DIRECTIVE: Rewrite every line of the listing from the line containing "Identify each instance of the limestone" through the end of the listing, both ends inclusive and the request lines included, adding 101 to each coordinate value in the answers.

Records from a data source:
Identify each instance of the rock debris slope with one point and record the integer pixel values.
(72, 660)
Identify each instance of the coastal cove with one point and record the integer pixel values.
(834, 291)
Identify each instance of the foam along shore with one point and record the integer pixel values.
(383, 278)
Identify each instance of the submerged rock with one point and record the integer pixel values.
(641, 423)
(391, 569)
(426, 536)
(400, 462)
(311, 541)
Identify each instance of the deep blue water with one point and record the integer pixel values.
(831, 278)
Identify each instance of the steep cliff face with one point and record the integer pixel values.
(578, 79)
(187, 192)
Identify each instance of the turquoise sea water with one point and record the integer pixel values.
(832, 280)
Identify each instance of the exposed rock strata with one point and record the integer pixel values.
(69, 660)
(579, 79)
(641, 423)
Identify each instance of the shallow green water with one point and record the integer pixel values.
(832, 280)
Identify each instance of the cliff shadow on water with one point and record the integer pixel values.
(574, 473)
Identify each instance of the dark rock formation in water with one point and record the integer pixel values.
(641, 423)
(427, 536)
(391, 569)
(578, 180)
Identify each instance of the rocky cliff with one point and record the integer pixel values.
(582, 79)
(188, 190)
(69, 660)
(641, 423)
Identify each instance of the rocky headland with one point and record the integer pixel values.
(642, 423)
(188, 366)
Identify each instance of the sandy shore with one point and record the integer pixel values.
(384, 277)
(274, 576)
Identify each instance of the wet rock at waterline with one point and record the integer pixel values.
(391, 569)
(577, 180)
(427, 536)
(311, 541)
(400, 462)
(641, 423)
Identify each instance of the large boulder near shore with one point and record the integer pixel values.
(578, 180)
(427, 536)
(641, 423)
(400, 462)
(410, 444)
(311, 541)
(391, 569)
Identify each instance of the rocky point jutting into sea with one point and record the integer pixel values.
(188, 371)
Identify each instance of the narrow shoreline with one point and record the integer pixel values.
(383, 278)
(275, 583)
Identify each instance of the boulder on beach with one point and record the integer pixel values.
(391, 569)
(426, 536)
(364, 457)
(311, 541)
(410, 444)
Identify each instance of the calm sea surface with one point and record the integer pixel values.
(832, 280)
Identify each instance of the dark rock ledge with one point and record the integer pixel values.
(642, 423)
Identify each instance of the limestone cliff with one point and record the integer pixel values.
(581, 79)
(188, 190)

CORRECT RESULT:
Identify each instance of the limestone cliff with one point and record the integer pixel values.
(682, 180)
(289, 291)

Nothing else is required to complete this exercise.